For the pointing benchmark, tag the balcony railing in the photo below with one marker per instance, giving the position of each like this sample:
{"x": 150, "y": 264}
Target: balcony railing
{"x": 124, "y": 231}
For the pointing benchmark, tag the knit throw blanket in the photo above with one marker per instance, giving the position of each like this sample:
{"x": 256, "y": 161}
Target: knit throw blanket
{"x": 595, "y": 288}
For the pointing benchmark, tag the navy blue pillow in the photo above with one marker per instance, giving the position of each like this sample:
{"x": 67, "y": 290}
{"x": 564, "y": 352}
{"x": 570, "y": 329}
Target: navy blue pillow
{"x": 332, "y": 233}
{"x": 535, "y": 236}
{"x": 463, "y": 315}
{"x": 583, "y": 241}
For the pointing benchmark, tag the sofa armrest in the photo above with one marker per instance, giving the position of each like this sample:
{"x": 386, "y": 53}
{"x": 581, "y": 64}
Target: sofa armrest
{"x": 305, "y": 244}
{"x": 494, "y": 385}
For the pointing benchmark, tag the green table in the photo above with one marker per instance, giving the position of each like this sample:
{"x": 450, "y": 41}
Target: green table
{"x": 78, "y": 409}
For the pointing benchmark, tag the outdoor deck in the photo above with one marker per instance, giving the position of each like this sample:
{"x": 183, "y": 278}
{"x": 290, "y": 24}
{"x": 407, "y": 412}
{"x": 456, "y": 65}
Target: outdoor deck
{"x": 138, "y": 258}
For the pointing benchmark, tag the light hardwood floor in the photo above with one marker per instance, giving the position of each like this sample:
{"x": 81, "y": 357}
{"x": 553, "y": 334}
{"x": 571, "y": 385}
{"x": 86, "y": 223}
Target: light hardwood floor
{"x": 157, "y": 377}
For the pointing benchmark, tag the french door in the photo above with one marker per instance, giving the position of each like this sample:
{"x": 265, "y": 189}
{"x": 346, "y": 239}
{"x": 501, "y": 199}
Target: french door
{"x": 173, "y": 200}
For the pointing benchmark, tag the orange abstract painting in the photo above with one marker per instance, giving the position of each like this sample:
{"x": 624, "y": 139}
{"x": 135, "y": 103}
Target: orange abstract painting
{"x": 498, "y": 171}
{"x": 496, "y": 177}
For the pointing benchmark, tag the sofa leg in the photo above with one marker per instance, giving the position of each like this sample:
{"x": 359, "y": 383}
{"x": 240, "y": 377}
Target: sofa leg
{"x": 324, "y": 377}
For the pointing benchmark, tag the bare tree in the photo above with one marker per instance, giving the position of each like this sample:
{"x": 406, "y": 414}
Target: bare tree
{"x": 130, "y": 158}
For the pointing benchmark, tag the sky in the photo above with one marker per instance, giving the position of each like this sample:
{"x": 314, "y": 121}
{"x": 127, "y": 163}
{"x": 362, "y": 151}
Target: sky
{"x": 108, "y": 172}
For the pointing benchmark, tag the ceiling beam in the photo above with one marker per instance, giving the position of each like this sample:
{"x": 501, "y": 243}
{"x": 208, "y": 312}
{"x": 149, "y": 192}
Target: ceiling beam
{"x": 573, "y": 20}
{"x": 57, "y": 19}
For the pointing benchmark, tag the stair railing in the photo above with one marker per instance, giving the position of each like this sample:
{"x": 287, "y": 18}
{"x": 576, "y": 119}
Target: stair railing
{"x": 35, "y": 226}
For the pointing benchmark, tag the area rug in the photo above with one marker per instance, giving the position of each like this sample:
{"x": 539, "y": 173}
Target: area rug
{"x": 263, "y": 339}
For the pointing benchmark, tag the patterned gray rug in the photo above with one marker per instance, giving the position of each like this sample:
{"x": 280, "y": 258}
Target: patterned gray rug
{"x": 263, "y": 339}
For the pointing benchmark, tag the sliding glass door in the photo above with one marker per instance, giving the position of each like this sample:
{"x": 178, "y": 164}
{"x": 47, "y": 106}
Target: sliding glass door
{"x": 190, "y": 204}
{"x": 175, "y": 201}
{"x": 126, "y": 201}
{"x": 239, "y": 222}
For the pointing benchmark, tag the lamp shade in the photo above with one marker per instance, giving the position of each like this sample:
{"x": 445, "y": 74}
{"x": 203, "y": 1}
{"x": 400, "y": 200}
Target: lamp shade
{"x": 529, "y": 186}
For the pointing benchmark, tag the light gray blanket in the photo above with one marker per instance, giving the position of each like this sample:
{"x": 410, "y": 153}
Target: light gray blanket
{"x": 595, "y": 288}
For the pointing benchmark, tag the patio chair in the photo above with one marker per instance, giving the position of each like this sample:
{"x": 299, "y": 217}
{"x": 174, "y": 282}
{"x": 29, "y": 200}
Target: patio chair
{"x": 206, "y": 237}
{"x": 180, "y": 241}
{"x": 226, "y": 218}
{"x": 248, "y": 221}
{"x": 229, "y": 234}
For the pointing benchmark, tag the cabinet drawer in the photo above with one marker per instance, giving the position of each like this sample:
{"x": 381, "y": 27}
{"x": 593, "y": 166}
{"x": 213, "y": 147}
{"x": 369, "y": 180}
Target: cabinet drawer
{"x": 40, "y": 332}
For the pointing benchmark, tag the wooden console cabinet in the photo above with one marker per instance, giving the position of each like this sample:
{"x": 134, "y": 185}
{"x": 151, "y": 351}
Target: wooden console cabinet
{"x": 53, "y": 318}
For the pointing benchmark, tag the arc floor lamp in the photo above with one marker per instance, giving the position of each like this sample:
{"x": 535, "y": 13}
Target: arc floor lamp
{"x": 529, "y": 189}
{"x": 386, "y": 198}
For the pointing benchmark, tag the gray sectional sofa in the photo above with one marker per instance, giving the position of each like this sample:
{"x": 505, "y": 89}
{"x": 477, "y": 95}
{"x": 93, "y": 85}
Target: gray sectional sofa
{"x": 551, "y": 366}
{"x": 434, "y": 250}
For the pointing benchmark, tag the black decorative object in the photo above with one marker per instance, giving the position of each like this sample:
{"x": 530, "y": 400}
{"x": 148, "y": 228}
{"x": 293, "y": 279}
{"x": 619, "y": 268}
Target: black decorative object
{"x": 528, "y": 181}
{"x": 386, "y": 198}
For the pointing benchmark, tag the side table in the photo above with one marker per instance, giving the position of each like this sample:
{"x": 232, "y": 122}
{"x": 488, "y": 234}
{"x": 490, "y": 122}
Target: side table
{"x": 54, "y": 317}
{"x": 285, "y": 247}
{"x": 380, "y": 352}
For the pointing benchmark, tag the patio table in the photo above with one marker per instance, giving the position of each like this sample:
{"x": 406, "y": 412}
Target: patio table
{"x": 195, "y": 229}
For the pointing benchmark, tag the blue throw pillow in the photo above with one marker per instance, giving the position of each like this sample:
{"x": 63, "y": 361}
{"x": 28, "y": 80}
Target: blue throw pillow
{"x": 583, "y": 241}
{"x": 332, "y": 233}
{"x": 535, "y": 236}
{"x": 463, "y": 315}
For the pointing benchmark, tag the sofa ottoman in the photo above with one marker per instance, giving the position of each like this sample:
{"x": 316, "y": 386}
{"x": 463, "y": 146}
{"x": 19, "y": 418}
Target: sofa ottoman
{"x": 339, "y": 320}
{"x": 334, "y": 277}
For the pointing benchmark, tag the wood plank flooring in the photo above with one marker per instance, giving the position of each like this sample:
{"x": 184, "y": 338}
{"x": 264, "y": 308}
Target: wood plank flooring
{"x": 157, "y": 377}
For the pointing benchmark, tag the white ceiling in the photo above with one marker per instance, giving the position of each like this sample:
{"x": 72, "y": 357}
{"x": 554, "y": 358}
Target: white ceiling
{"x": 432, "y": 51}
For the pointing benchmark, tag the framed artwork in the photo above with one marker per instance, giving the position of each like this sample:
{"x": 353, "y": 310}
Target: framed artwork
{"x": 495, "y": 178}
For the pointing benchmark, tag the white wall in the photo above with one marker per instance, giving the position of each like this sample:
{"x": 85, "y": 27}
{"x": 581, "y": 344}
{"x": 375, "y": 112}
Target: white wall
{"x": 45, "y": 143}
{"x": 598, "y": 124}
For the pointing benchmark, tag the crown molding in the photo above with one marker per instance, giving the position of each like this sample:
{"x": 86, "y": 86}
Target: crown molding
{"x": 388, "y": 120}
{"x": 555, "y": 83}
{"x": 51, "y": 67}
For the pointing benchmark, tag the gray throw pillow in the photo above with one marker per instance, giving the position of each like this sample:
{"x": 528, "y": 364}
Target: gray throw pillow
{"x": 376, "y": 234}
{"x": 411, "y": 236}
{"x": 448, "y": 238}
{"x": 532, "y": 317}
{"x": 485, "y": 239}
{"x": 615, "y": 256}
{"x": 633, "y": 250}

──────────────────────────────

Directions: In the records above, return only the line that contains "For the pointing benchmark, tag the white wall" and every line after it through the last, exactly as they appear.

Response for this exercise:
For the pointing benchmark, tag the white wall in the photo above with one marker per instance, giving the position of each like this sample:
{"x": 85, "y": 27}
{"x": 581, "y": 344}
{"x": 375, "y": 112}
Target: white wall
{"x": 45, "y": 143}
{"x": 598, "y": 124}
For the pointing benchmark, tag the crown molding in the photo above with one marker per instance, giving the position of each like this sample:
{"x": 86, "y": 86}
Target: crown molding
{"x": 388, "y": 120}
{"x": 555, "y": 83}
{"x": 51, "y": 67}
For the pointing benchmark, tag the gray throw pillow in the photo above with one marker per instance, giving the position of each like this sample:
{"x": 528, "y": 364}
Target: gray throw pillow
{"x": 376, "y": 234}
{"x": 411, "y": 236}
{"x": 448, "y": 238}
{"x": 532, "y": 317}
{"x": 485, "y": 239}
{"x": 615, "y": 256}
{"x": 633, "y": 250}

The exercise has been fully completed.